» What to do
Switch "corresponding" to "matching" throughout the records below and reproduce them with everything else unchanged, leaving the pictures out.

[Data records]
☆ ☆ ☆ ☆ ☆

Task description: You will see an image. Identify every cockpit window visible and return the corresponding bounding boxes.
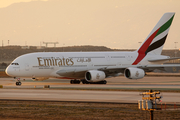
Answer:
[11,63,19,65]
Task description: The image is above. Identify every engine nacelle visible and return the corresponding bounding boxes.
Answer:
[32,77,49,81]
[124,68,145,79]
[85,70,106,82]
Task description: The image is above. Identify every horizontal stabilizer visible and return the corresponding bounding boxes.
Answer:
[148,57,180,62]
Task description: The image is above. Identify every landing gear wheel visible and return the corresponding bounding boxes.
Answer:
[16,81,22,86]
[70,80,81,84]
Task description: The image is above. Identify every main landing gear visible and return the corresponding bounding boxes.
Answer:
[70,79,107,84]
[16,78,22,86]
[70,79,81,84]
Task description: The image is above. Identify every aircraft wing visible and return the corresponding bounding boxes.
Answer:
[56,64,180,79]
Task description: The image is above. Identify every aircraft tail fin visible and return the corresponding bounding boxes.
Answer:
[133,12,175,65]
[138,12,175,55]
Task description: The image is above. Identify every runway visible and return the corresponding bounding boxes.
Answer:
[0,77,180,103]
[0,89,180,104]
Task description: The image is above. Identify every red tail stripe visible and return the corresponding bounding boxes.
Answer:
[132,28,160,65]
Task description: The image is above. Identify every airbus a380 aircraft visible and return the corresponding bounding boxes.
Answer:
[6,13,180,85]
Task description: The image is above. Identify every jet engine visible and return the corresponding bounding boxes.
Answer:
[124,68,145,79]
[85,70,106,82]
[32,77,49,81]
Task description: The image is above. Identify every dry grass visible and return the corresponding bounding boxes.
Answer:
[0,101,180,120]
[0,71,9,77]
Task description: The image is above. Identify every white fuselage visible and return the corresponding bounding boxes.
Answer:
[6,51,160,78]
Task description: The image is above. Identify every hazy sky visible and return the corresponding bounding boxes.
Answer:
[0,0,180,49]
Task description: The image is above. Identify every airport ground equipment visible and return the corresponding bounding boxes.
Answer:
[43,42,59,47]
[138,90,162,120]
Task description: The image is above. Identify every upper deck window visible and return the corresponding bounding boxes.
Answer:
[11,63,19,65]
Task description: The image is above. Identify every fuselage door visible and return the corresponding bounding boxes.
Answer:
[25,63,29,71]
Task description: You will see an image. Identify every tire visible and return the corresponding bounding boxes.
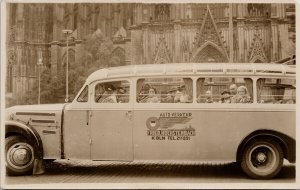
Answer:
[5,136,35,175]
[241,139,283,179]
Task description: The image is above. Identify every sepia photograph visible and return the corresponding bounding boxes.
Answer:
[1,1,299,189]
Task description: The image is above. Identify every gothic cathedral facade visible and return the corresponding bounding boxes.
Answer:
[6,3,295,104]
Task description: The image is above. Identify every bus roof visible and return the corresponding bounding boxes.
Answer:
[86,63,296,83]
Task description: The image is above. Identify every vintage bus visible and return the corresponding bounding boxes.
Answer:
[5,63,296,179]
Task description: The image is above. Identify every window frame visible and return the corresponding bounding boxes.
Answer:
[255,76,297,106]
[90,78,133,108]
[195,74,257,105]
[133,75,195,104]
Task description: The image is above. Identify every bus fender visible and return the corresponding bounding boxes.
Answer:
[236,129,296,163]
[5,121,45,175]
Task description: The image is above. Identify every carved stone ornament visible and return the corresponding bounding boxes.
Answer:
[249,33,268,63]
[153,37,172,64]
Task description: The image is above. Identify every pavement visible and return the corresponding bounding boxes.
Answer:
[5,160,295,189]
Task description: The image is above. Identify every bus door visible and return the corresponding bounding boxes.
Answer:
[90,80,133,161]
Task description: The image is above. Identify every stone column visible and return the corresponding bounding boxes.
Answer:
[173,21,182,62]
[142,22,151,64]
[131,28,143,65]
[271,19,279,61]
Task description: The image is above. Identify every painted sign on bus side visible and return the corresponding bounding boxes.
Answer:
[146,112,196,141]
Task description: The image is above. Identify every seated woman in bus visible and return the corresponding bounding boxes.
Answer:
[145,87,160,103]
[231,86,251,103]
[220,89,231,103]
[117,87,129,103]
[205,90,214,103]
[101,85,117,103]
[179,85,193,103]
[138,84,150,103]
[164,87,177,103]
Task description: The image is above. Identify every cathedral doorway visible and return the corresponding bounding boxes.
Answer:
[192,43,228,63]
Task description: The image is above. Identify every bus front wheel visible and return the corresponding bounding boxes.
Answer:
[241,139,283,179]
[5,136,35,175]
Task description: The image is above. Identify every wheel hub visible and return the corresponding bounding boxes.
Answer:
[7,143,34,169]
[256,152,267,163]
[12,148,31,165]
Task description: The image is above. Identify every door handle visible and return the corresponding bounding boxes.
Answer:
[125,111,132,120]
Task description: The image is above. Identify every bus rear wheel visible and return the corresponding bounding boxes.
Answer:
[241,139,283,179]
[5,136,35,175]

☆ ☆ ☆ ☆ ☆

» Written solution
Task description: You will see an image. Identify every cockpit window visible and return the matching bounding boxes.
Answer:
[11,63,19,65]
Task description: The image is above. Identify every engine nacelle visible and return the matching bounding boxes.
Answer:
[32,77,49,81]
[124,68,145,79]
[85,70,106,82]
Task description: The image is above. Identify every horizontal stabilizer visible and return the matching bounding boxes.
Answer:
[148,57,180,62]
Task description: The image is above. Identify every landing gear wheel visible and return the matching bounding boxes.
Answer:
[16,81,22,86]
[70,80,81,84]
Task description: The image is above. Identify every main landing gear visible and return the matching bounding boxes.
Answer:
[70,79,107,84]
[16,78,22,86]
[70,79,81,84]
Task description: The image is above. Identify every aircraft wing visible and return the matching bounding boxes.
Answer:
[56,64,180,79]
Task description: The image is above. Identify every aircraft tail fin visible and return the matching bounding boxes.
Answer:
[133,12,175,65]
[138,12,175,55]
Task description: The image is above. Identify every runway visible and return the matching bounding boxes.
Answer:
[0,77,180,103]
[0,89,180,104]
Task description: The image is above. Identify every red tail stripe visible and return the matching bounding boxes.
Answer:
[132,28,160,65]
Task description: The image is above. Identify every airbus a380 aircraft visible and return the matching bounding boxes.
Answer:
[6,13,180,85]
Task description: The image is above. Identify every jet engine visible and return the matching bounding boxes.
Answer:
[124,68,145,79]
[85,70,106,82]
[32,77,49,81]
Task description: The image is above. Identify every dry grass visible and return the matching bounding boxes.
Answer:
[0,101,180,120]
[0,71,9,77]
Task description: The image is above. Identify every white fuselage visible and return the matching bounding boxes.
Answer:
[6,51,160,78]
Task description: The image is above. Identify every hazy sky visible and return the matching bounding boxes.
Answer:
[0,0,180,49]
Task description: The image is above. Identify every airport ground equipment visible and return the matching bounding boxes.
Answer:
[43,42,59,47]
[138,90,162,120]
Task description: The image is above. Identify every upper deck window visible and return the matching bounding boxes.
Answer:
[11,63,19,65]
Task description: The image is above. Identify every fuselage door visible and return the matching bounding boxes.
Answer:
[25,63,29,71]
Task description: You will see an image. Identify every tire visible and return the matching bounding boxes.
Answer:
[5,136,35,175]
[241,139,283,179]
Task description: The image is above. Identify every sepia photograph visible and return the matching bounding boxes.
Answer:
[1,1,299,189]
Task description: The image is above. Identify every gothic cathedral facade visible and return the matching bounding boxes.
Answer:
[6,3,295,104]
Task description: The image is above. Identify every bus roof visible and return the matching bounding boxes.
Answer:
[86,63,296,83]
Task description: The image is above. Identify every vintage bus visible and return the matching bounding boxes.
Answer:
[5,63,296,179]
Task description: The image is above. Identify every window frame visible and return the matching bounding boxes.
Answer:
[255,76,297,106]
[90,78,133,108]
[195,74,257,105]
[133,75,195,104]
Task description: The image is above. Identify every bus fender visible and return the matching bounding boxes.
Answer:
[236,129,296,163]
[5,121,45,175]
Task description: The image is above. Identify every carved stone ornament visible and return the matching bounding boxes.
Answer:
[249,33,268,63]
[153,37,172,64]
Task description: The image is above. Identify every pavement visible and return the matching bounding boxes.
Answer:
[5,160,295,189]
Task description: The image is above. Identify every bus door visible and return the matching bounding boxes.
Answer:
[90,80,133,161]
Task description: The image is above. Identify every stone column visible and return the matching bounding boxes.
Answer:
[173,21,182,62]
[142,22,151,64]
[131,28,143,65]
[271,19,279,61]
Task description: The image is above. Identify every painted sign on bus side visible and return the matching bounding boxes.
Answer:
[146,112,196,141]
Task description: The image is above. Identify every seated woman in bus visible and return the matching bounding boxes.
Answer:
[145,87,160,103]
[231,86,251,103]
[220,89,231,103]
[117,87,129,103]
[205,90,214,103]
[101,85,117,103]
[179,85,193,103]
[138,84,150,103]
[164,87,177,103]
Task description: The image is above. Identify every cathedral doorway visible and return the matching bounding boxes.
Answer:
[192,43,228,63]
Task description: The image is above. Identify every bus front wheel visible and return the matching bounding boxes.
Answer:
[241,139,283,179]
[5,136,35,175]
Task description: The image is above. Identify every wheel hub visible and return the matching bounding boxes.
Answer:
[7,143,34,169]
[256,152,267,163]
[12,148,31,165]
Task description: The image is above. Identify every door handle visible and return the matching bounding boxes.
Answer:
[125,111,132,120]
Task description: The image is above. Identify every bus rear wheel visible and return the matching bounding boxes.
Answer:
[241,139,283,179]
[5,136,35,175]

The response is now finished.